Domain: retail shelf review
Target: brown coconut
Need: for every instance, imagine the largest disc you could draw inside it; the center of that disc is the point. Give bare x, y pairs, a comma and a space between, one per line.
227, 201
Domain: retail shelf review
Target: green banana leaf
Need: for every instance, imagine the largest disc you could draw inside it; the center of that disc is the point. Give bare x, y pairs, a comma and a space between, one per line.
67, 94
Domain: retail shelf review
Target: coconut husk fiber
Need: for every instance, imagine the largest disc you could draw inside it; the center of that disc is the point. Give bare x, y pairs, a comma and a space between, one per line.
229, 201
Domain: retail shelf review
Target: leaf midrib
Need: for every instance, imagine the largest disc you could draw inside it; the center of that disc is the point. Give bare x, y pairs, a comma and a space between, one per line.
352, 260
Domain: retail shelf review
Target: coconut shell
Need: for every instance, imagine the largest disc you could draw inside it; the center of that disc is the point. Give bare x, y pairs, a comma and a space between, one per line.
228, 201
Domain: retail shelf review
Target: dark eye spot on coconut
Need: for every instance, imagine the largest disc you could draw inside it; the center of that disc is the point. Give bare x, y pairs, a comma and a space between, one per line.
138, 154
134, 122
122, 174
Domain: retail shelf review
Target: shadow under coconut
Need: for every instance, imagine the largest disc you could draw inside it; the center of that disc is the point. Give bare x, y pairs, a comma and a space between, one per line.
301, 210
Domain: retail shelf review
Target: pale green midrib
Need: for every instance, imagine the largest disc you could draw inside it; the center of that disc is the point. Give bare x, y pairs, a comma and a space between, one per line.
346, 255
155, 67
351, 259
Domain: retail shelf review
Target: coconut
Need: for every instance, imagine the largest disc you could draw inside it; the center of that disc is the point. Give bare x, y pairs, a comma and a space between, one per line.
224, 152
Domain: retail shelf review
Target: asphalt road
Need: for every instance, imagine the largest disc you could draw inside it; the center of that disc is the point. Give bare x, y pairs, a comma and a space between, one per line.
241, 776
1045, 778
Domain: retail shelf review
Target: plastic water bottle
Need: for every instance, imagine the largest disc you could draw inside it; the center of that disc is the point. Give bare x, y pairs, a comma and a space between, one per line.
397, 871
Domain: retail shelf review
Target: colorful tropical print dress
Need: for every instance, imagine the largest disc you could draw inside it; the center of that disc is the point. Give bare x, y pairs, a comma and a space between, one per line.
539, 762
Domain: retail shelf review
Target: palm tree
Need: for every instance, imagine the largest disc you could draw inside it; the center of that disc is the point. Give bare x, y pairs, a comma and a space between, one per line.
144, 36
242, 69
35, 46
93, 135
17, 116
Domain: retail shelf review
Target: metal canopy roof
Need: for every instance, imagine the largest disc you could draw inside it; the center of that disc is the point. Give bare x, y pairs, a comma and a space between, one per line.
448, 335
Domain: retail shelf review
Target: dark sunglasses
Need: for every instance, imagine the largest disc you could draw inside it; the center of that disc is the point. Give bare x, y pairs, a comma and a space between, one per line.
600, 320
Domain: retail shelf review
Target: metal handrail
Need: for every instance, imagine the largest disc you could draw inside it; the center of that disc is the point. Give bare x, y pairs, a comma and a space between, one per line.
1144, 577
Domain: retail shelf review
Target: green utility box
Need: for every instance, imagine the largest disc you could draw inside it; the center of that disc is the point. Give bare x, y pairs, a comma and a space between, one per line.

== == ==

* Problem statement
Return every line of the lines above that contains the string "coconut". Case counts.

* Task solution
Target: brown coconut
Target: coconut husk fiber
Target: coconut shell
Target: dark eye spot on coconut
Target: shadow under coconut
Target: coconut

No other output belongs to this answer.